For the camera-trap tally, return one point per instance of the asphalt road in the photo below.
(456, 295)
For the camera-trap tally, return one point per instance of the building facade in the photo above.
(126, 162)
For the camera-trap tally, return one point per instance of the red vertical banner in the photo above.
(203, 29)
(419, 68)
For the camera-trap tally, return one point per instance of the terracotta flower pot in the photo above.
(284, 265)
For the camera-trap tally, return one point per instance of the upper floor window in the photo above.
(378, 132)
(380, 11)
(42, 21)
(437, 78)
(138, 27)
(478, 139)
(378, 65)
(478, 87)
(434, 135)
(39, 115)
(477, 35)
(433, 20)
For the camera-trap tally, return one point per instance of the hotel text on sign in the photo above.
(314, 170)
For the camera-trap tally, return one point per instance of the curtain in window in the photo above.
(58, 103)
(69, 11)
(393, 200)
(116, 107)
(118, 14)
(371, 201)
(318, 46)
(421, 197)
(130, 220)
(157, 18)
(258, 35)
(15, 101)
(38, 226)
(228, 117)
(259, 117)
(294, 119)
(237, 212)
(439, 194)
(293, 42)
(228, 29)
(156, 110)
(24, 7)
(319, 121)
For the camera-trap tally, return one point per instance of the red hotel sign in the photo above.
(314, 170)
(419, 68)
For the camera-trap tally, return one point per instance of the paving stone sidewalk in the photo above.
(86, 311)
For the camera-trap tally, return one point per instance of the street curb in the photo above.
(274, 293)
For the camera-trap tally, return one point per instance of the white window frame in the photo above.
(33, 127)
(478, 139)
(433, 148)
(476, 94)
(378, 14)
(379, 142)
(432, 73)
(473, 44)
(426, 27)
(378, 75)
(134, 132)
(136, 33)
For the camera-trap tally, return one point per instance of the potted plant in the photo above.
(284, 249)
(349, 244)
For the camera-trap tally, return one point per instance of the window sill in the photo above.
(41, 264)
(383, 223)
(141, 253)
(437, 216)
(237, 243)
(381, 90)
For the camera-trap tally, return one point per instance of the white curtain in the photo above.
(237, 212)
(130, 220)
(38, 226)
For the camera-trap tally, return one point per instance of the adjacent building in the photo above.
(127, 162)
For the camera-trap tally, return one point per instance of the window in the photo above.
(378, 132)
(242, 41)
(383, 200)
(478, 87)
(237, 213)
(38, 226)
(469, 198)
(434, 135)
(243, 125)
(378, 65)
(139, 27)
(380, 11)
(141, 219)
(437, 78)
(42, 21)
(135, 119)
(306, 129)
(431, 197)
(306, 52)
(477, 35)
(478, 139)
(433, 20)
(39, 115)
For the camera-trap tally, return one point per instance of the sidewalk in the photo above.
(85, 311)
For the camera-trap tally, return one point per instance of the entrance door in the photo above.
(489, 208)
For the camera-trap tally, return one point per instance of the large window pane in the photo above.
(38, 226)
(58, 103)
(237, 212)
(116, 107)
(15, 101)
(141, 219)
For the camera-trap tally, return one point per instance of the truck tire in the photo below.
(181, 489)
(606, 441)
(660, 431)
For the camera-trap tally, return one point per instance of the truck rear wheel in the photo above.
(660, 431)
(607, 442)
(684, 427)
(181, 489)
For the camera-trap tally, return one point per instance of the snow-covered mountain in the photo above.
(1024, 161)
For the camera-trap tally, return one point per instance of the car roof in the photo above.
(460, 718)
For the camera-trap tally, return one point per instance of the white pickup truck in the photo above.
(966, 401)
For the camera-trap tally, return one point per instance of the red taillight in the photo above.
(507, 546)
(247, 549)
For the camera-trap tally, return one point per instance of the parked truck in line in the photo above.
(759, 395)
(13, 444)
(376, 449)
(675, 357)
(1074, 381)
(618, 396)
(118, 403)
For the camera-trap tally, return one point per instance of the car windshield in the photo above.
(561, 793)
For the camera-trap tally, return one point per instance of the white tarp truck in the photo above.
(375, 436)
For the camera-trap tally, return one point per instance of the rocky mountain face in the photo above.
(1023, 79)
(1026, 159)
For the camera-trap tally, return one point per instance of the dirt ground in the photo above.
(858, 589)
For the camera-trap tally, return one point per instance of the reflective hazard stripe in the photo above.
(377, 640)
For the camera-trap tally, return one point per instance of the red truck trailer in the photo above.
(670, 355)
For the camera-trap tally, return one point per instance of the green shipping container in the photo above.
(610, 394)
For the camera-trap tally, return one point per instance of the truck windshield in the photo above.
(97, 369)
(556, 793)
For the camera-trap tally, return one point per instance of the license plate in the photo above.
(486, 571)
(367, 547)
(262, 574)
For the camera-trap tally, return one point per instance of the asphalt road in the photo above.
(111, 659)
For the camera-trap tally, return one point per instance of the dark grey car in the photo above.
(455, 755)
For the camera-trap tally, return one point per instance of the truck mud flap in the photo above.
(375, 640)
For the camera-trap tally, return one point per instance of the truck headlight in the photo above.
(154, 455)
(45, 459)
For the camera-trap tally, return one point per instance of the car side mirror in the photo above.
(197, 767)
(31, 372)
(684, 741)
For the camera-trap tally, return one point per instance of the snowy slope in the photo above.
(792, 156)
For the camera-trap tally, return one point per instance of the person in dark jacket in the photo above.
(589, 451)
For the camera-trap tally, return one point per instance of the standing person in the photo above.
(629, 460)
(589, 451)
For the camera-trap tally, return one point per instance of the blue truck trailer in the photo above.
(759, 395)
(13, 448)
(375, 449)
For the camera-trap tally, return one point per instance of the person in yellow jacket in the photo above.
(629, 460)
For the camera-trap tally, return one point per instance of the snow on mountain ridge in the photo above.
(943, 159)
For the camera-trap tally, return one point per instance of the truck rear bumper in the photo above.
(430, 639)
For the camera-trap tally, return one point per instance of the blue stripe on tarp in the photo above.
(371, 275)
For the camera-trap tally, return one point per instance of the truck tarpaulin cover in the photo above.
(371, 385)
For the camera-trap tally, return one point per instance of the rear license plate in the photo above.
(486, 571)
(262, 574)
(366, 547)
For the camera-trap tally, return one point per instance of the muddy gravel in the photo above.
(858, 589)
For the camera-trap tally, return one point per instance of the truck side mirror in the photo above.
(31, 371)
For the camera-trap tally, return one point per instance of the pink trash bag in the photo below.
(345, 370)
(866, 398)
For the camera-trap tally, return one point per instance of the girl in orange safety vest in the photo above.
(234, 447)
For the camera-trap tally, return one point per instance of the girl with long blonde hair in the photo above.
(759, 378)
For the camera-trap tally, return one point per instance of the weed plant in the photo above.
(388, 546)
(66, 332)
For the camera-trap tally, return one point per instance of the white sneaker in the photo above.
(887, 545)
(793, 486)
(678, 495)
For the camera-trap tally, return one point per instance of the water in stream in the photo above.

* * * *

§ **OBJECTIVE**: Quote each of the lines above word for word, from first to last.

§ **ANSWER TO THIS PROBLEM**:
For the camera-trap tally, return one point per instance of the asphalt road in the photo below.
(456, 295)
For the camera-trap tally, return one point per instance of the building facade in the photo above.
(126, 162)
For the camera-trap tally, return one point per instance of the red vertical banner in the photo above.
(203, 29)
(419, 68)
For the camera-trap tally, return one point per instance of the terracotta flower pot in the photo above.
(284, 265)
For the camera-trap tally, return one point per instance of the upper floor window in the photo above.
(378, 132)
(380, 11)
(42, 21)
(437, 78)
(138, 27)
(478, 139)
(378, 65)
(478, 87)
(434, 135)
(39, 115)
(477, 35)
(433, 20)
For the camera-trap tally, return one point per instance of the hotel text on sign in the photo above.
(314, 170)
For the camera-trap tally, return one point per instance of the curtain in window in the photo above.
(58, 103)
(69, 11)
(393, 200)
(116, 107)
(118, 14)
(371, 201)
(318, 46)
(421, 197)
(130, 220)
(157, 18)
(258, 35)
(15, 101)
(38, 226)
(228, 117)
(259, 117)
(294, 119)
(237, 212)
(439, 194)
(293, 42)
(228, 29)
(156, 110)
(24, 7)
(319, 121)
For the camera-trap tally, return one point per instance of the red hotel sign in the photo above.
(314, 170)
(419, 68)
For the camera-trap tally, return one point per instance of the paving stone sidewalk in the photo above.
(86, 311)
For the camera-trap tally, return one point per instance of the street curb in the photo above.
(274, 293)
For the camera-trap tally, return one point per instance of the white window frame in the photo above.
(33, 127)
(478, 139)
(433, 148)
(476, 94)
(378, 14)
(379, 142)
(432, 73)
(473, 44)
(426, 27)
(378, 75)
(134, 132)
(136, 33)
For the camera-trap tally, return one point per instance of the potted plant in the photo above.
(284, 249)
(349, 244)
For the camera-trap tally, return one point per instance of the window sill in the photo above.
(41, 264)
(383, 223)
(141, 253)
(437, 216)
(237, 243)
(381, 90)
For the camera-trap tally, return one point per instance of the white curtain in the photo above.
(237, 212)
(130, 220)
(38, 226)
For the camera-trap tally, return one point per instance of the adjacent building in the photo above.
(127, 162)
For the camera-trap tally, return one point per instance of the window in the photo above.
(378, 132)
(242, 41)
(383, 200)
(478, 87)
(237, 213)
(38, 226)
(469, 198)
(434, 135)
(243, 125)
(378, 65)
(139, 27)
(380, 11)
(141, 219)
(437, 78)
(42, 21)
(135, 119)
(306, 129)
(431, 197)
(306, 52)
(477, 35)
(478, 139)
(433, 20)
(39, 115)
For the camera-trap tally, return one point per instance of the sidewalk in the photo above.
(85, 311)
For the camera-trap tally, return one point per instance of the entrance door in the photo above.
(489, 208)
For the camera-trap tally, return one point per instance of the large window pane in the photo above.
(38, 226)
(58, 103)
(237, 212)
(116, 107)
(15, 101)
(141, 219)
For the camera-trap tally, return one point per instance of the truck tire in the photo below.
(181, 489)
(606, 441)
(660, 431)
For the camera-trap tally, return one point per instance of the truck rear wheel in the photo above.
(660, 431)
(607, 442)
(684, 427)
(181, 489)
For the camera-trap tally, return one point per instance of the snow-covered mountain in the photo above.
(1024, 161)
For the camera-trap tally, return one point per instance of the car roof in the photo above.
(460, 718)
For the camera-trap tally, return one point per instance of the white pickup truck in the photo above.
(966, 401)
For the camera-trap tally, return one point per instance of the red taillight in the photo above.
(507, 546)
(247, 549)
For the camera-trap tally, return one point per instance of the parked truck in line in the photo above.
(759, 395)
(13, 444)
(376, 449)
(675, 357)
(1074, 381)
(618, 396)
(118, 403)
For the camera-trap tally, return one point per instance of the car windshield in the photo above.
(561, 793)
For the camera-trap tally, return one point per instance of the white tarp truck in the photo above.
(375, 436)
For the camera-trap tally, return one point per instance of the rocky mountain face in the photo above.
(1023, 79)
(1026, 159)
For the camera-trap tally, return one point per instance of the dirt ground in the photo above.
(858, 589)
For the camera-trap tally, return one point per instance of the reflective hazard stripe in the photo above.
(377, 640)
For the camera-trap tally, return one point per instance of the red truck trailer in the photo above.
(670, 355)
For the camera-trap tally, return one point per instance of the green shipping container in the photo above.
(610, 394)
For the camera-trap tally, return one point per instance of the truck windshield in the photo above.
(97, 369)
(556, 793)
For the camera-trap tally, return one point per instance of the license plate in the photo above.
(486, 571)
(367, 547)
(262, 574)
For the camera-trap tally, return one point per instance of the asphalt road in the photo above.
(111, 659)
For the camera-trap tally, return one point per instance of the dark grey car in the photo above.
(455, 755)
For the camera-trap tally, return one point per instance of the truck mud flap in the photo above.
(375, 640)
For the camera-trap tally, return one point per instance of the truck headlight in the photo above.
(154, 455)
(45, 459)
For the camera-trap tally, return one point per instance of the car side mirror in the photo above.
(197, 767)
(31, 372)
(684, 741)
For the camera-trap tally, return one point per instance of the snowy slope in the photo above.
(792, 156)
For the camera-trap tally, return one point per instance of the person in dark jacket in the photo above.
(589, 451)
For the camera-trap tally, return one point per instance of the standing person in the photo above.
(629, 460)
(589, 451)
For the camera-trap tally, return one point per instance of the blue truck trailer in the photo above.
(759, 395)
(13, 448)
(375, 449)
For the camera-trap tally, return one point per instance of the person in yellow jacket in the photo above.
(629, 460)
For the camera-trap tally, return one point per instance of the snow on mountain ridge in the photo above.
(943, 159)
For the camera-trap tally, return one point per instance of the truck rear bumper in the photo above.
(430, 639)
For the camera-trap tally, return one point per instance of the blue stripe on tarp in the photo above.
(371, 275)
For the camera-trap tally, return one point per instance of the truck tarpaulin cover in the photo above.
(371, 385)
For the camera-trap tally, return one point per instance of the rear license plate in the photo above.
(486, 571)
(262, 574)
(366, 547)
For the camera-trap tally, return one point per instance of the muddy gravel in the photo above.
(858, 589)
For the camera-trap tally, return one point per instance of the truck side mirror in the photo above.
(31, 371)
For the camera-trap tally, return one point per instance of the pink trash bag in the photo below.
(345, 370)
(866, 398)
For the camera-trap tally, return one point per instance of the girl in orange safety vest in the photo above.
(234, 447)
For the camera-trap tally, return one point per instance of the girl with long blonde hair in the photo above.
(759, 378)
For the camera-trap tally, return one point per instance of the weed plant in the photo above.
(388, 546)
(66, 332)
For the camera-trap tally, return one point per instance of the white sneaker in the photo above.
(887, 545)
(793, 486)
(678, 495)
For the camera-trap tally, return one point per instance of the water in stream in the photo above.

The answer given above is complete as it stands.